** Material supplied **
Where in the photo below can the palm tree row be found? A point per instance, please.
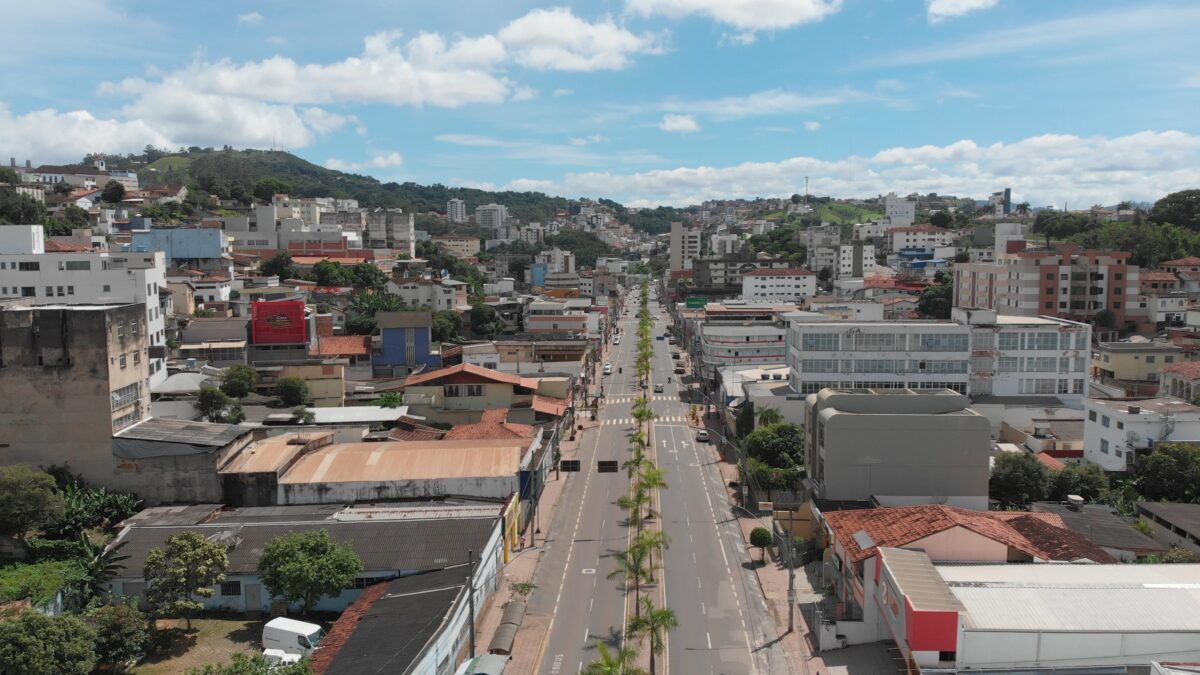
(636, 565)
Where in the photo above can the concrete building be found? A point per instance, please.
(88, 358)
(778, 285)
(490, 216)
(1115, 431)
(883, 444)
(855, 260)
(684, 246)
(1065, 282)
(456, 210)
(28, 270)
(459, 246)
(979, 353)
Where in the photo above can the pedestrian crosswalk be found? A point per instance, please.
(630, 422)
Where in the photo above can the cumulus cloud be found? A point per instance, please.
(1042, 169)
(558, 40)
(942, 10)
(743, 15)
(681, 124)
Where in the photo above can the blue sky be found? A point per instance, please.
(645, 101)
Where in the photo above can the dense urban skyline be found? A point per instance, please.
(645, 101)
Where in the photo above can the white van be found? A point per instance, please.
(292, 637)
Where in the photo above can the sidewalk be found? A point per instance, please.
(521, 569)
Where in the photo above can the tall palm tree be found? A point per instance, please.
(609, 662)
(769, 416)
(634, 566)
(654, 623)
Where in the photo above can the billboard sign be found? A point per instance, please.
(279, 323)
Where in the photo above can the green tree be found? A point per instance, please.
(1018, 479)
(292, 390)
(239, 381)
(113, 192)
(189, 567)
(35, 644)
(653, 623)
(121, 633)
(390, 400)
(761, 538)
(279, 266)
(306, 566)
(778, 444)
(252, 664)
(1179, 208)
(1084, 479)
(1170, 473)
(622, 661)
(28, 500)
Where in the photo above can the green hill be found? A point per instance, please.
(234, 173)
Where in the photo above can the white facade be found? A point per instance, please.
(684, 246)
(778, 285)
(856, 260)
(456, 210)
(27, 270)
(900, 213)
(997, 356)
(1115, 429)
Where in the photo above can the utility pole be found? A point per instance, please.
(471, 596)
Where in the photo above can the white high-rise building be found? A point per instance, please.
(491, 215)
(456, 210)
(85, 278)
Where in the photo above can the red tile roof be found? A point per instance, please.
(897, 527)
(57, 246)
(342, 346)
(1187, 370)
(493, 425)
(799, 272)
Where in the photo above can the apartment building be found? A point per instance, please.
(1063, 282)
(76, 278)
(457, 245)
(491, 216)
(456, 210)
(855, 260)
(977, 352)
(726, 274)
(778, 285)
(684, 246)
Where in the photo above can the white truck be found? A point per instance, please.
(292, 637)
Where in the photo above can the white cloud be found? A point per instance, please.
(558, 40)
(742, 15)
(682, 124)
(942, 10)
(1122, 25)
(588, 139)
(1041, 169)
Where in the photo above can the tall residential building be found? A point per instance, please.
(899, 211)
(71, 377)
(855, 260)
(491, 216)
(977, 352)
(85, 278)
(1063, 282)
(456, 210)
(684, 246)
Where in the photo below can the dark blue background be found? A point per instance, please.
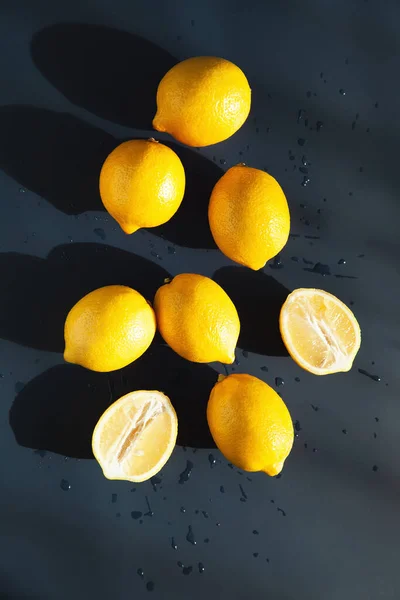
(78, 77)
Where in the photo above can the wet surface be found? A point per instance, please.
(76, 81)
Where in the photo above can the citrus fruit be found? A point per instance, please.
(250, 423)
(136, 435)
(202, 101)
(108, 328)
(197, 319)
(319, 331)
(249, 216)
(142, 183)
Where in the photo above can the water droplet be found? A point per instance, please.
(41, 453)
(185, 475)
(212, 460)
(277, 263)
(190, 536)
(300, 115)
(373, 377)
(244, 495)
(320, 269)
(100, 233)
(155, 481)
(19, 386)
(149, 512)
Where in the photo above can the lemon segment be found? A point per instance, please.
(319, 331)
(136, 435)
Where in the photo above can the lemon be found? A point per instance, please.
(197, 319)
(142, 183)
(249, 216)
(250, 423)
(319, 331)
(136, 435)
(108, 328)
(202, 101)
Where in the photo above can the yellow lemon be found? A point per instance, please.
(142, 183)
(197, 319)
(108, 329)
(249, 216)
(250, 423)
(319, 331)
(136, 435)
(202, 101)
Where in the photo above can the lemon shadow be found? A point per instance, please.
(59, 157)
(58, 410)
(258, 299)
(111, 73)
(38, 293)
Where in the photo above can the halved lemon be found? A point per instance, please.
(319, 331)
(136, 435)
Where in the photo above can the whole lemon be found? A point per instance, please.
(108, 329)
(249, 216)
(142, 183)
(250, 423)
(197, 319)
(202, 101)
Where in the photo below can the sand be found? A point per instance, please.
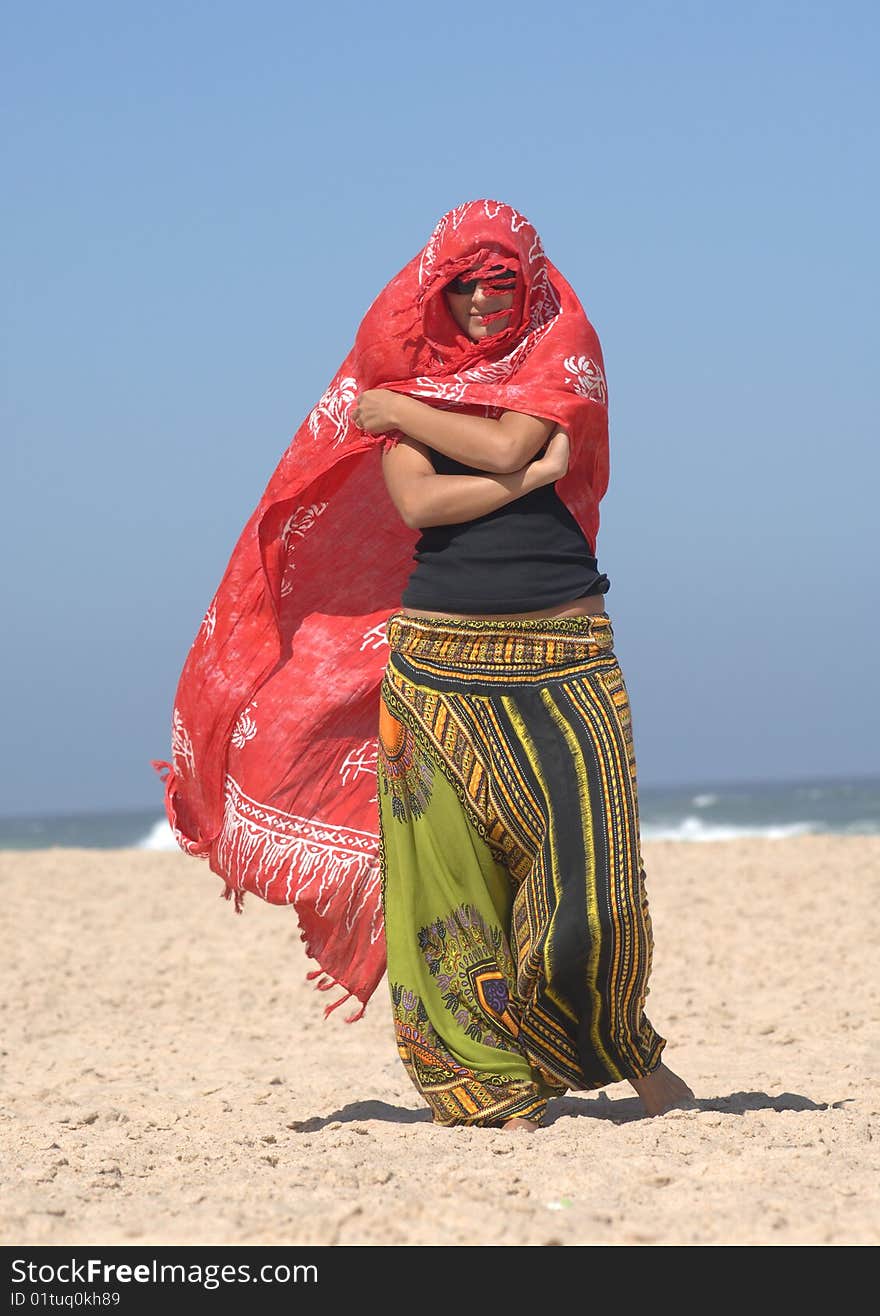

** Work item **
Print every record above exactly, with no pictures.

** Task answer **
Where in the photo below can the palm tree row be found? A point per instance, please.
(636, 565)
Where in the photo above can the concrete building be found? A point per instance, please.
(88, 358)
(778, 285)
(490, 216)
(1115, 431)
(883, 444)
(855, 260)
(684, 246)
(1065, 282)
(456, 210)
(28, 270)
(459, 246)
(979, 353)
Where in the photo above can the pedestrian crosswalk be found? A point per instance, please.
(630, 422)
Where in the photo above can the cumulus cloud be found? A point per instance, please.
(1042, 169)
(558, 40)
(942, 10)
(743, 15)
(681, 124)
Where in the photo above can the blue sky be found? A point per instance, please.
(645, 101)
Where in the photo above can the dense urban skyline be found? A point per instance, please.
(645, 101)
Where in the photo above can the white van be found? A point per instance, please.
(292, 637)
Where in the photo above can the sidewalk be found? A point per instance, please.
(521, 569)
Where in the photo above can the tall palm tree be found? A point per instance, please.
(609, 662)
(769, 416)
(634, 566)
(654, 623)
Where in the photo above can the billboard sign be found? A point per instance, please.
(279, 323)
Where in the photo above can the green tree be found? A point per instance, please.
(1018, 479)
(292, 390)
(239, 381)
(113, 192)
(189, 567)
(35, 644)
(653, 623)
(121, 633)
(390, 400)
(761, 538)
(279, 266)
(306, 566)
(778, 444)
(252, 664)
(1179, 208)
(1084, 479)
(1170, 473)
(622, 661)
(28, 500)
Where in the photo above can the green hill be found? A point per instance, please.
(234, 173)
Where in the photo above can the white facade be found? A point per instance, please.
(684, 246)
(778, 285)
(856, 260)
(456, 210)
(27, 270)
(900, 213)
(997, 356)
(1115, 429)
Where in the photo above can the utility pole be found? A point per instance, please.
(471, 596)
Where in the photo above can the white high-rise building be found? A point per instance, please.
(491, 215)
(456, 210)
(85, 278)
Where in the photo above can the red tile roof be found? A point per instance, please.
(897, 527)
(57, 246)
(342, 346)
(1187, 370)
(493, 425)
(799, 272)
Where in the photo above can the apartment building be found? A point per instance, please.
(1063, 282)
(76, 278)
(457, 245)
(491, 216)
(456, 210)
(855, 260)
(977, 352)
(726, 274)
(778, 285)
(684, 246)
Where in the photo above can the white truck be found? A point per instance, please.
(292, 637)
Where in the photo above can the white cloud be found? A point per instance, please.
(558, 40)
(742, 15)
(682, 124)
(942, 10)
(1122, 25)
(588, 139)
(1041, 169)
Where in the photo above can the tall residential building be found? A point per instance, please.
(899, 211)
(71, 377)
(855, 260)
(491, 216)
(977, 352)
(85, 278)
(1063, 282)
(456, 210)
(684, 246)
Where in the photo below can the dark blue background be found? A point per instance, please.
(78, 77)
Where in the photo above can the wet surface be found? A point per instance, please.
(76, 81)
Where in the photo above can the citrus fruit be found? A point per instance, please.
(250, 423)
(136, 435)
(202, 101)
(108, 328)
(197, 319)
(319, 331)
(249, 216)
(142, 183)
Where in the photo above can the water droplet be found? A point per instance, please.
(41, 453)
(185, 475)
(212, 460)
(277, 263)
(190, 536)
(300, 115)
(373, 377)
(244, 495)
(320, 269)
(100, 233)
(155, 481)
(19, 386)
(149, 512)
Where in the photo above can the lemon segment be found? A point per instance, please.
(319, 331)
(136, 435)
Where in the photo above can the lemon be found? A point per instance, please.
(197, 319)
(142, 183)
(249, 216)
(250, 423)
(319, 331)
(136, 435)
(108, 328)
(202, 101)
Where in the photo above can the yellow lemon be found? A point per instance, please.
(142, 183)
(197, 319)
(108, 329)
(249, 216)
(250, 423)
(319, 331)
(136, 435)
(202, 101)
Where in the photo above can the lemon shadow be found? A point per instance, please.
(59, 157)
(58, 410)
(258, 299)
(111, 73)
(38, 293)
Where in the photo above can the halved lemon be found? A point per instance, please.
(319, 331)
(136, 435)
Where in the photo above can the whole lemon be found? A point per instance, please.
(108, 329)
(249, 216)
(142, 183)
(250, 423)
(197, 319)
(202, 101)
Where in the photo below can the sand be found? A point per instance, please.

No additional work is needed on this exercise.